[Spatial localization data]

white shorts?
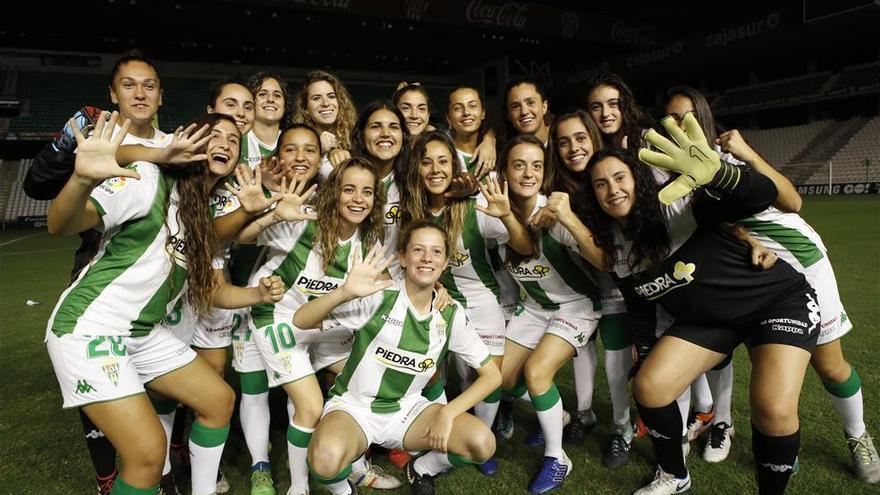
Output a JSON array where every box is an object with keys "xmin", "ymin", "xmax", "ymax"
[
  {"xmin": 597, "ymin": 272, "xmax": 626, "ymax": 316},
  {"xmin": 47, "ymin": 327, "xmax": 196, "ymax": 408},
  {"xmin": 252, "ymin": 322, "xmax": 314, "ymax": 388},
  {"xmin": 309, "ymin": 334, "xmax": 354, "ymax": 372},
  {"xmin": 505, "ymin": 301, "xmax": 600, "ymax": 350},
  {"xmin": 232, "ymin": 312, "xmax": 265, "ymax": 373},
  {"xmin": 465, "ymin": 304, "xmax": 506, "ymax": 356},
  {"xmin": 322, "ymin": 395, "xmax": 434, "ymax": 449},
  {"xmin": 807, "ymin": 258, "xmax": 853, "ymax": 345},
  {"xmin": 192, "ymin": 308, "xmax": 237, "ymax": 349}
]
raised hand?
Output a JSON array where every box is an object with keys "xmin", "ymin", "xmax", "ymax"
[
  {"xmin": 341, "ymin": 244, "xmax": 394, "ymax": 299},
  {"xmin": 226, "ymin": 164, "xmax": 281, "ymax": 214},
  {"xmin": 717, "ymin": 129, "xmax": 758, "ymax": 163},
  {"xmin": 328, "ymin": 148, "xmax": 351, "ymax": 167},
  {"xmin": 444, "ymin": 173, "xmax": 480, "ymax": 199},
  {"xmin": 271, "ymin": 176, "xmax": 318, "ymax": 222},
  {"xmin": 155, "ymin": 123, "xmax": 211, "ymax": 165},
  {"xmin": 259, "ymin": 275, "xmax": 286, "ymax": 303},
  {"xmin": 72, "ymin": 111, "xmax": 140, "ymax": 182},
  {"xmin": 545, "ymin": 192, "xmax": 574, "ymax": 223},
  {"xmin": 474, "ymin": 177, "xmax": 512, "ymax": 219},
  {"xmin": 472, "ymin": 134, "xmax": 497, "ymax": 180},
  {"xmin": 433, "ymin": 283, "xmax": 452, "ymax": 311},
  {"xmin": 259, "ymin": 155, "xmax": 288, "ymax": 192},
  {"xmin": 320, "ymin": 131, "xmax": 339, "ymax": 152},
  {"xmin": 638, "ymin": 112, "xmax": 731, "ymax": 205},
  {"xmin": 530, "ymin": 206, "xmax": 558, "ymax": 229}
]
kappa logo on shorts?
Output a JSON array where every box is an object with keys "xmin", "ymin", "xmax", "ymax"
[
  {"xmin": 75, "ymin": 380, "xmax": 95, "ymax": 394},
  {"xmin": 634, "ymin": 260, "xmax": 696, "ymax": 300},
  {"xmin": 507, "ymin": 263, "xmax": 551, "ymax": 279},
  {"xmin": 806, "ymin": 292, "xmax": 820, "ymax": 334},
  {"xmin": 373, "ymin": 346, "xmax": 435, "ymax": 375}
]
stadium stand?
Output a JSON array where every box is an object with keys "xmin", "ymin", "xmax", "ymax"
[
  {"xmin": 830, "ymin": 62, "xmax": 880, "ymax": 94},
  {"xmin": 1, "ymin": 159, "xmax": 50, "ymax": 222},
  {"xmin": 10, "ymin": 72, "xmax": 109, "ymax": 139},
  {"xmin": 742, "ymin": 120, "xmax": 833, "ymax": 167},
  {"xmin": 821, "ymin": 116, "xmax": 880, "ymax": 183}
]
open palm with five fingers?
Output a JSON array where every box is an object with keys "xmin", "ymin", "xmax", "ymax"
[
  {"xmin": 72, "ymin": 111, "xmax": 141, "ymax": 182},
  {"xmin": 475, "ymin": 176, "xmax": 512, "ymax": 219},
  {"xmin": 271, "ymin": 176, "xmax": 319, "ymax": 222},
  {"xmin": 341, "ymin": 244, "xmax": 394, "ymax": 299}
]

**Problem requirements:** Retype every entry word for word, but do not carry over the pictures.

**Response for this exercise:**
white shorts?
Output a JSON array where every box is an object with keys "xmin", "ymin", "xmax", "ymax"
[
  {"xmin": 597, "ymin": 272, "xmax": 626, "ymax": 316},
  {"xmin": 47, "ymin": 327, "xmax": 196, "ymax": 408},
  {"xmin": 252, "ymin": 322, "xmax": 314, "ymax": 388},
  {"xmin": 309, "ymin": 334, "xmax": 354, "ymax": 372},
  {"xmin": 505, "ymin": 301, "xmax": 600, "ymax": 350},
  {"xmin": 232, "ymin": 312, "xmax": 265, "ymax": 373},
  {"xmin": 465, "ymin": 304, "xmax": 506, "ymax": 356},
  {"xmin": 322, "ymin": 395, "xmax": 434, "ymax": 449},
  {"xmin": 807, "ymin": 258, "xmax": 853, "ymax": 345},
  {"xmin": 192, "ymin": 308, "xmax": 237, "ymax": 349}
]
raised hand?
Output a JSON array where every box is an object with keys "xmin", "ymin", "xmax", "ymax"
[
  {"xmin": 341, "ymin": 244, "xmax": 394, "ymax": 299},
  {"xmin": 226, "ymin": 164, "xmax": 281, "ymax": 214},
  {"xmin": 717, "ymin": 129, "xmax": 758, "ymax": 163},
  {"xmin": 328, "ymin": 148, "xmax": 351, "ymax": 167},
  {"xmin": 444, "ymin": 173, "xmax": 480, "ymax": 199},
  {"xmin": 271, "ymin": 176, "xmax": 318, "ymax": 222},
  {"xmin": 155, "ymin": 123, "xmax": 211, "ymax": 165},
  {"xmin": 259, "ymin": 275, "xmax": 286, "ymax": 303},
  {"xmin": 72, "ymin": 111, "xmax": 140, "ymax": 182},
  {"xmin": 545, "ymin": 192, "xmax": 574, "ymax": 223},
  {"xmin": 474, "ymin": 177, "xmax": 512, "ymax": 219},
  {"xmin": 472, "ymin": 134, "xmax": 497, "ymax": 180},
  {"xmin": 433, "ymin": 283, "xmax": 452, "ymax": 311},
  {"xmin": 259, "ymin": 155, "xmax": 288, "ymax": 192},
  {"xmin": 320, "ymin": 131, "xmax": 339, "ymax": 152},
  {"xmin": 638, "ymin": 112, "xmax": 731, "ymax": 205},
  {"xmin": 530, "ymin": 206, "xmax": 558, "ymax": 229}
]
kappa logo on shorts?
Output a JSON array where every box is an object with keys "xmin", "ymin", "xmax", "ymax"
[
  {"xmin": 75, "ymin": 380, "xmax": 95, "ymax": 394},
  {"xmin": 634, "ymin": 260, "xmax": 696, "ymax": 300},
  {"xmin": 507, "ymin": 263, "xmax": 551, "ymax": 279},
  {"xmin": 806, "ymin": 292, "xmax": 820, "ymax": 334},
  {"xmin": 373, "ymin": 346, "xmax": 435, "ymax": 375}
]
stadium stand?
Output a JSON array where every box is an object with keys "xmin", "ymin", "xmax", "ymax"
[
  {"xmin": 830, "ymin": 62, "xmax": 880, "ymax": 94},
  {"xmin": 1, "ymin": 159, "xmax": 50, "ymax": 222},
  {"xmin": 10, "ymin": 72, "xmax": 109, "ymax": 139},
  {"xmin": 742, "ymin": 120, "xmax": 833, "ymax": 167},
  {"xmin": 821, "ymin": 116, "xmax": 880, "ymax": 183}
]
open palm with five fingers?
Output a JSON array where every box is an object with keys "xmin", "ymin", "xmax", "ymax"
[
  {"xmin": 72, "ymin": 111, "xmax": 141, "ymax": 182},
  {"xmin": 475, "ymin": 176, "xmax": 512, "ymax": 219},
  {"xmin": 271, "ymin": 176, "xmax": 319, "ymax": 222},
  {"xmin": 341, "ymin": 244, "xmax": 394, "ymax": 299}
]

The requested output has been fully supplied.